* _Your goal_: Copy out every one of the lines below, character for character, with nothing changed.

━━ Data shown ━━

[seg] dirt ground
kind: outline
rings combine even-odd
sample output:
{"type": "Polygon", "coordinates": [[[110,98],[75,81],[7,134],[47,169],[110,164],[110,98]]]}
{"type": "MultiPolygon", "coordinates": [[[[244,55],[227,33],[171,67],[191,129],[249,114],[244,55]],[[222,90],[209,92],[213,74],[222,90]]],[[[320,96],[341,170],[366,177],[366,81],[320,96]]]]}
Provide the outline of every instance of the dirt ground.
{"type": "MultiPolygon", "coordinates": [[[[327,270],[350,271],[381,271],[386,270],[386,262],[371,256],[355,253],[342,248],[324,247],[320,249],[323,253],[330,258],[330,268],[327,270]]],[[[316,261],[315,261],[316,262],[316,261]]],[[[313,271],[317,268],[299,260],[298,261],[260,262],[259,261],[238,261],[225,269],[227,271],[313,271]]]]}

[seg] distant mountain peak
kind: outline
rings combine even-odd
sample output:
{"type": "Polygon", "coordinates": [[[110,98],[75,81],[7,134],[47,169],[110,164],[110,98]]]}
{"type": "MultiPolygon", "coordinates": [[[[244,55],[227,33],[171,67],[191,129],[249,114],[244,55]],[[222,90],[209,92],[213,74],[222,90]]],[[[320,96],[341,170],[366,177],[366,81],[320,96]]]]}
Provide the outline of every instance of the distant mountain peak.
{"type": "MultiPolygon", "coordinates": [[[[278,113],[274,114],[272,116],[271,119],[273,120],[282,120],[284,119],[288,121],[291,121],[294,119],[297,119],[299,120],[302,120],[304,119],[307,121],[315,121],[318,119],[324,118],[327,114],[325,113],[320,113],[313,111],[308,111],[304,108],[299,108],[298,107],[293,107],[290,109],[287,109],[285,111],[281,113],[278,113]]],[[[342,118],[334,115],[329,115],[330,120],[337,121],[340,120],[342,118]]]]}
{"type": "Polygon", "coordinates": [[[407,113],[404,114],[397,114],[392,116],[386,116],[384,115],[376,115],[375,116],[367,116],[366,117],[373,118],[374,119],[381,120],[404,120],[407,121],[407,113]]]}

━━━

* _Result_:
[seg] dirt ground
kind: outline
rings combine even-odd
sample output:
{"type": "Polygon", "coordinates": [[[110,98],[75,81],[7,134],[47,169],[110,164],[110,98]]]}
{"type": "MultiPolygon", "coordinates": [[[[244,55],[227,33],[171,67],[191,129],[249,114],[244,55]],[[222,90],[209,92],[213,74],[222,90]]],[[[320,96],[341,170],[366,177],[366,81],[320,96]]]]}
Provide the outline of every instance of the dirt ground.
{"type": "MultiPolygon", "coordinates": [[[[327,270],[350,271],[381,271],[386,270],[386,262],[371,256],[355,253],[342,248],[324,247],[320,249],[323,253],[330,258],[330,268],[327,270]]],[[[316,261],[315,261],[316,262],[316,261]]],[[[313,271],[317,268],[299,260],[298,261],[260,262],[259,261],[238,261],[225,269],[227,271],[313,271]]]]}

[seg] distant mountain peak
kind: outline
rings combine even-odd
sample output:
{"type": "Polygon", "coordinates": [[[110,98],[75,81],[7,134],[47,169],[110,164],[110,98]]]}
{"type": "MultiPolygon", "coordinates": [[[[244,55],[227,33],[171,67],[191,129],[249,114],[244,55]],[[222,90],[209,92],[213,74],[222,90]]],[[[320,96],[341,170],[366,177],[366,81],[320,96]]]]}
Provide the outline of every instance of the distant mountain peak.
{"type": "MultiPolygon", "coordinates": [[[[278,113],[274,114],[272,116],[271,119],[273,120],[282,120],[284,119],[288,121],[291,121],[294,119],[297,119],[299,120],[302,120],[304,119],[307,121],[315,121],[318,119],[324,118],[327,114],[325,113],[320,113],[313,111],[308,111],[304,108],[299,108],[298,107],[293,107],[290,109],[287,109],[285,111],[281,113],[278,113]]],[[[342,118],[334,115],[329,115],[330,120],[337,121],[340,120],[342,118]]]]}
{"type": "Polygon", "coordinates": [[[407,113],[404,114],[397,114],[392,116],[386,116],[384,115],[376,115],[375,116],[367,116],[366,117],[373,118],[374,119],[381,120],[404,120],[407,121],[407,113]]]}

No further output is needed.